● **What to do**
Copy the items below word for word, from the line containing "of the aircraft" through the line containing "x=702, y=371", including both of those lines.

-- Start of Records for the exercise --

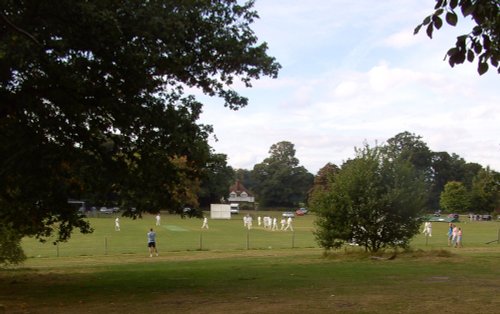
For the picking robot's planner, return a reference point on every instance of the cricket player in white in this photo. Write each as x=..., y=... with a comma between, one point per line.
x=289, y=224
x=205, y=223
x=275, y=224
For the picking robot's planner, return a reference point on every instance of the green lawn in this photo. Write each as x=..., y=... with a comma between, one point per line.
x=269, y=277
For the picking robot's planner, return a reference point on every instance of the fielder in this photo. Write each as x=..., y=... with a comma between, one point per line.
x=152, y=243
x=205, y=223
x=289, y=224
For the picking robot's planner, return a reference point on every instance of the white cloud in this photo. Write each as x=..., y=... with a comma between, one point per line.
x=354, y=72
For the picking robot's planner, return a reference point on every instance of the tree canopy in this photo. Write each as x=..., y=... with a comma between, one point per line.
x=455, y=198
x=483, y=42
x=94, y=104
x=280, y=180
x=374, y=201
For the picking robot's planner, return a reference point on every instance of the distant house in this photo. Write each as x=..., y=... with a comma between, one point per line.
x=238, y=193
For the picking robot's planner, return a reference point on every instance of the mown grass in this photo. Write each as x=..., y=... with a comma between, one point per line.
x=429, y=278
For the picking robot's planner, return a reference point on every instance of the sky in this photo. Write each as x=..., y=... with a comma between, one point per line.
x=354, y=73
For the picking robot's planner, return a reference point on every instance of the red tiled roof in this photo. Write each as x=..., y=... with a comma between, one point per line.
x=238, y=188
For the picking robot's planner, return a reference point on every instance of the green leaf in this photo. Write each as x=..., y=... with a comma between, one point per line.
x=470, y=55
x=438, y=22
x=439, y=3
x=452, y=52
x=477, y=30
x=417, y=29
x=451, y=18
x=429, y=30
x=477, y=48
x=482, y=68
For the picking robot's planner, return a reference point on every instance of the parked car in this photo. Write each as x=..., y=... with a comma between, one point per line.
x=486, y=217
x=301, y=211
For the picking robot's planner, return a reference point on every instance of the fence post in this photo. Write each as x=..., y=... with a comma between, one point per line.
x=248, y=239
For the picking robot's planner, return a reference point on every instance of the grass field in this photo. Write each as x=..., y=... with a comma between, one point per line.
x=250, y=272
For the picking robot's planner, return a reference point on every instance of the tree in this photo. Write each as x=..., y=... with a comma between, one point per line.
x=373, y=200
x=218, y=176
x=445, y=168
x=93, y=102
x=322, y=182
x=455, y=198
x=482, y=42
x=279, y=180
x=11, y=251
x=410, y=147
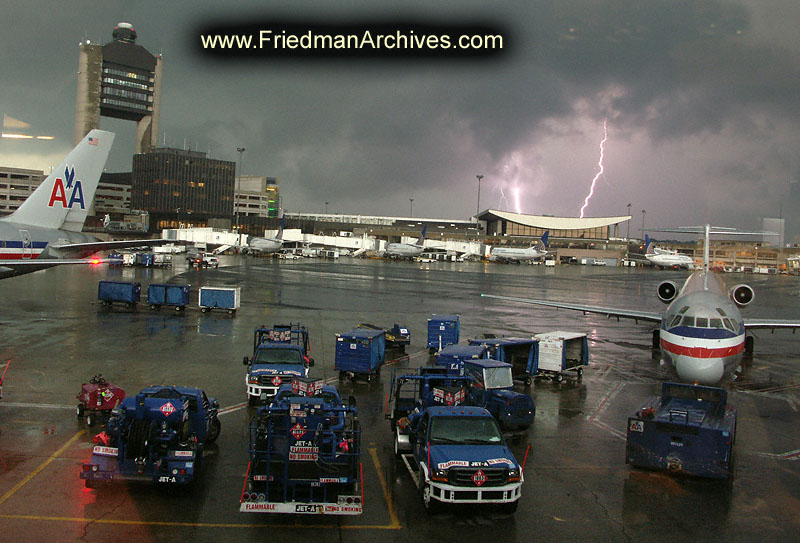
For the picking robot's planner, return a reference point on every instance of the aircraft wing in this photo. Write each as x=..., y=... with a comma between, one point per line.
x=609, y=312
x=770, y=324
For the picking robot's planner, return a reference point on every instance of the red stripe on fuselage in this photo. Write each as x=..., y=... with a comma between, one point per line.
x=19, y=256
x=702, y=352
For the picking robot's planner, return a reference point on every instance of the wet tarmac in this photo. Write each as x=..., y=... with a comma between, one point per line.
x=577, y=486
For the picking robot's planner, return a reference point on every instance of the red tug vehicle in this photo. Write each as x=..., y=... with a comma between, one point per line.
x=97, y=398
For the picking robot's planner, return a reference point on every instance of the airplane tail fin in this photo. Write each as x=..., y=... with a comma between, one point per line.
x=63, y=199
x=649, y=246
x=283, y=224
x=422, y=234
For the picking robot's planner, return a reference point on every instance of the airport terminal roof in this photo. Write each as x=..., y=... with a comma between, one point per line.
x=548, y=222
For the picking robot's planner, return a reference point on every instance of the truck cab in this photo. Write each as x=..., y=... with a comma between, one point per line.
x=280, y=354
x=158, y=435
x=458, y=456
x=492, y=388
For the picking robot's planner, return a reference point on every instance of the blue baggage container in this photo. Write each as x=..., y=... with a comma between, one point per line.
x=125, y=292
x=227, y=298
x=172, y=295
x=453, y=356
x=145, y=259
x=360, y=352
x=689, y=429
x=443, y=330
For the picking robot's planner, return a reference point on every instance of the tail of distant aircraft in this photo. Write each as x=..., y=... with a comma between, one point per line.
x=63, y=199
x=541, y=245
x=422, y=234
x=283, y=224
x=649, y=246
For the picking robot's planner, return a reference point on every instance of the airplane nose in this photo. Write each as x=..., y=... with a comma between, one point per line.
x=702, y=371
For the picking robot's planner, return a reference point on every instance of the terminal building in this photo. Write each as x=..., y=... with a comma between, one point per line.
x=182, y=188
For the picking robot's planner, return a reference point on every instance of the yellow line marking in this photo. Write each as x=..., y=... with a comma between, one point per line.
x=395, y=525
x=35, y=472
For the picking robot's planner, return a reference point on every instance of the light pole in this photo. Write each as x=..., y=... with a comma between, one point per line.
x=643, y=214
x=238, y=188
x=479, y=195
x=629, y=223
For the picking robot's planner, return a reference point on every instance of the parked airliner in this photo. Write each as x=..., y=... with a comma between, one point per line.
x=45, y=230
x=517, y=254
x=407, y=250
x=702, y=333
x=665, y=258
x=267, y=245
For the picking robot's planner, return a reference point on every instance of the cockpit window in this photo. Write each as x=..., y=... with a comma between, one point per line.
x=729, y=324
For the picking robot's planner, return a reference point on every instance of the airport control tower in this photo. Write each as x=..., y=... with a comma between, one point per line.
x=121, y=80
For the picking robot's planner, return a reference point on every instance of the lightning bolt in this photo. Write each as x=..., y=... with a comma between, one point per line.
x=516, y=192
x=599, y=163
x=502, y=197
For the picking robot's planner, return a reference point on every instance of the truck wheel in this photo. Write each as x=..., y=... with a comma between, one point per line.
x=431, y=505
x=213, y=432
x=509, y=508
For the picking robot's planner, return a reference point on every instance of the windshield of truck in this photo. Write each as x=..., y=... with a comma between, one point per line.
x=278, y=356
x=497, y=377
x=465, y=430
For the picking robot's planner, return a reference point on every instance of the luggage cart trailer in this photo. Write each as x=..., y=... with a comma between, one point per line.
x=561, y=352
x=521, y=353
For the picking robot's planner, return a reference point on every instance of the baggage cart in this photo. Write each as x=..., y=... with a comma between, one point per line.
x=126, y=292
x=561, y=352
x=227, y=298
x=360, y=352
x=521, y=353
x=176, y=296
x=443, y=330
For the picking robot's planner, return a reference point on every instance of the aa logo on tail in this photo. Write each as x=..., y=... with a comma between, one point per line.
x=73, y=187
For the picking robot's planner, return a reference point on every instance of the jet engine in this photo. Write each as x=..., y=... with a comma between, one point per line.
x=741, y=295
x=667, y=290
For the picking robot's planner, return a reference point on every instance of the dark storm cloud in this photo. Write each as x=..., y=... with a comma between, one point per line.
x=679, y=82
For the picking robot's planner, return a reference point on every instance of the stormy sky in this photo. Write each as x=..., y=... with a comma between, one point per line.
x=700, y=98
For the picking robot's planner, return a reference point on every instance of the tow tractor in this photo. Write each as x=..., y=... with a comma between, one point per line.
x=397, y=337
x=97, y=398
x=158, y=435
x=689, y=429
x=305, y=450
x=280, y=354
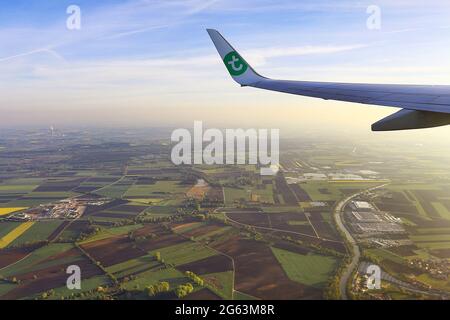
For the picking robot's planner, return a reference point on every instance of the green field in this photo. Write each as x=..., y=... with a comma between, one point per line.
x=184, y=253
x=311, y=269
x=38, y=232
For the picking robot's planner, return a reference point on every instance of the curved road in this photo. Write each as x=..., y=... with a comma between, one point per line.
x=356, y=253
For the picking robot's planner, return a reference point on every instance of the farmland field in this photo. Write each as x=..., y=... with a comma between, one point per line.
x=231, y=233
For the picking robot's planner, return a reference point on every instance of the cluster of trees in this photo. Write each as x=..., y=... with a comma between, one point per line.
x=183, y=290
x=195, y=278
x=158, y=288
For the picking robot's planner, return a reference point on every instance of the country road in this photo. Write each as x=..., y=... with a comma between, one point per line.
x=356, y=253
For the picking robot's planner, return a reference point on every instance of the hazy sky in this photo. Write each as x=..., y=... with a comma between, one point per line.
x=144, y=62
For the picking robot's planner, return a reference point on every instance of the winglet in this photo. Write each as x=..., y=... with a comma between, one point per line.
x=238, y=68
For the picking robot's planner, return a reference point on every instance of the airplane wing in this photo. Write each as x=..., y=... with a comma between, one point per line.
x=423, y=106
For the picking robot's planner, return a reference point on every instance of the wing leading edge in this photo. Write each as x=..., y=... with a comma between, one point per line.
x=424, y=106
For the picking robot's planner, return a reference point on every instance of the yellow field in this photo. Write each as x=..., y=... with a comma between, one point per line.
x=14, y=234
x=5, y=211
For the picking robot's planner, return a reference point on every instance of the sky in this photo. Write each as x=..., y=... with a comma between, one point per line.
x=151, y=62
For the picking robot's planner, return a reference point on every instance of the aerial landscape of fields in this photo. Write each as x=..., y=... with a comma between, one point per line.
x=139, y=227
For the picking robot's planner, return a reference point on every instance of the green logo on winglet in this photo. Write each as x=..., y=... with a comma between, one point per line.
x=235, y=64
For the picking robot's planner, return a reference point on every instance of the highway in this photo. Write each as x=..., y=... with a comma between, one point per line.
x=356, y=253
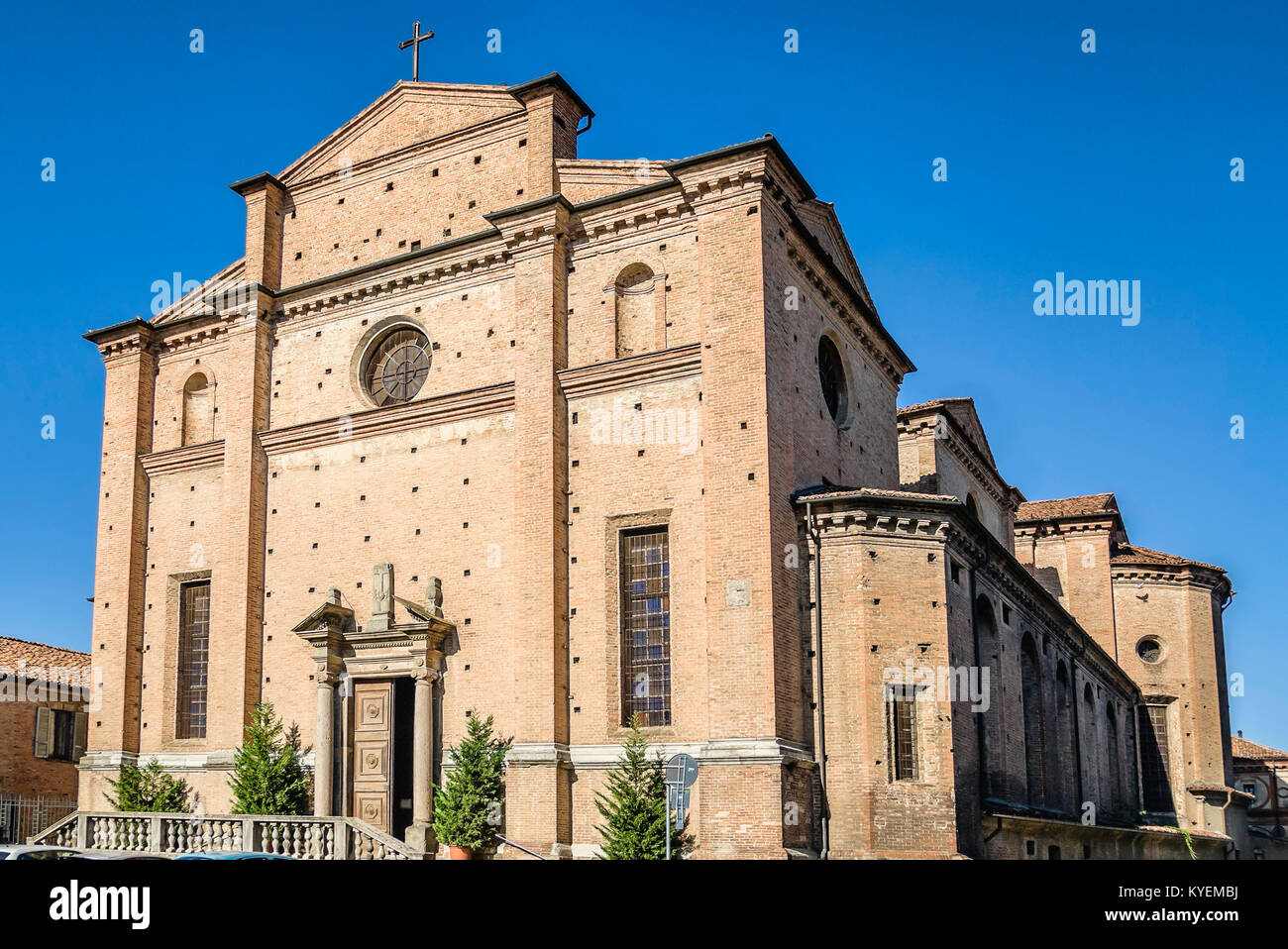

-- End of Records for the exercise --

● **Task answer**
For the picking robot's planner, return a reference point on every instance of the aircraft wing in this photo. Write each as x=..., y=... with a comma between, one point per line.
x=609, y=312
x=770, y=324
For the picking robot's planner, return a reference point on every instance of the red stripe on fuselage in this photo. Write each as x=..., y=... with a comma between, one point per line.
x=19, y=256
x=702, y=352
For the picking robot's planner, return a reference point on every instance of the wet tarmac in this photo. Write each as x=..., y=... with a comma between, one point per line.
x=577, y=486
For the picking robot's planner, return a reference point on every instance of the red tug vehicle in this photo. Write each as x=..., y=... with a comma between, one point per line.
x=97, y=398
For the picking robot's planner, return a reference point on every instance of the airplane tail fin in this photo. Write each as x=..., y=... with a comma between, one point per line.
x=63, y=199
x=649, y=246
x=283, y=224
x=422, y=234
For the picking robot's planner, return a reference point on every instance of the airport terminal roof in this photo. Write each as x=..., y=... with a comma between, one point per line.
x=548, y=222
For the picking robot's planner, return a reference point on every instance of the truck cab in this photo. Write each as x=..., y=... with a comma between, one point per line.
x=280, y=354
x=158, y=435
x=458, y=456
x=492, y=388
For the picking robot's planner, return a reference point on every instance of the blue baggage container in this photo. Write each as x=..., y=... with a comma between, one point per line.
x=125, y=292
x=227, y=298
x=172, y=295
x=453, y=356
x=145, y=259
x=360, y=352
x=689, y=429
x=443, y=330
For the picking robot's planner, return a reference point on every instance of the tail of distant aircraft in this photo. Write each as x=..., y=... with a comma between, one point per line.
x=63, y=199
x=541, y=245
x=422, y=234
x=283, y=224
x=649, y=246
For the picking robot's planner, return a reference point on every instance of the airplane nose in this photo. Write each as x=..., y=... with a comma between, one point per line.
x=702, y=371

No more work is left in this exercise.